Start

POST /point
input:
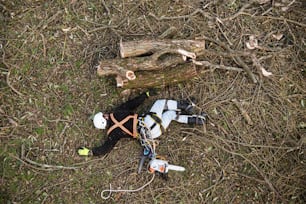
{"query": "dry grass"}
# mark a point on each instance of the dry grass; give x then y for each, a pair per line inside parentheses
(49, 91)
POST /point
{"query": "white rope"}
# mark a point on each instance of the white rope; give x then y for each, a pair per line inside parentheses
(123, 190)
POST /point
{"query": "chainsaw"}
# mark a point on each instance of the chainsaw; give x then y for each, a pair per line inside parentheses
(157, 165)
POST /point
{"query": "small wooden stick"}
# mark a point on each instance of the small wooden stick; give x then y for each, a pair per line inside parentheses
(243, 111)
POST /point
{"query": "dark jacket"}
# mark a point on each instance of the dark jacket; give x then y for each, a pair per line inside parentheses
(121, 112)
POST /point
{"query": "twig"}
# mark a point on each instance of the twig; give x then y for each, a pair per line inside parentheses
(124, 190)
(241, 11)
(217, 66)
(243, 112)
(255, 167)
(205, 14)
(237, 58)
(9, 84)
(44, 167)
(276, 18)
(106, 8)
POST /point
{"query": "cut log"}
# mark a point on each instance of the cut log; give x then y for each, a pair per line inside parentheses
(148, 47)
(162, 78)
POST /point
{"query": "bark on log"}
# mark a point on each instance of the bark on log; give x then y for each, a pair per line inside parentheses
(148, 47)
(162, 78)
(157, 63)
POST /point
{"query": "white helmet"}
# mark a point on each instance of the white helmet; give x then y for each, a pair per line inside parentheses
(99, 121)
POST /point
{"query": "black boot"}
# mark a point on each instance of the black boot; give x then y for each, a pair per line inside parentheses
(197, 119)
(185, 106)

End

What to produce: How many lines of the records contain the string "stick", with case counting? Reply with the number alone.

Result for this task: 2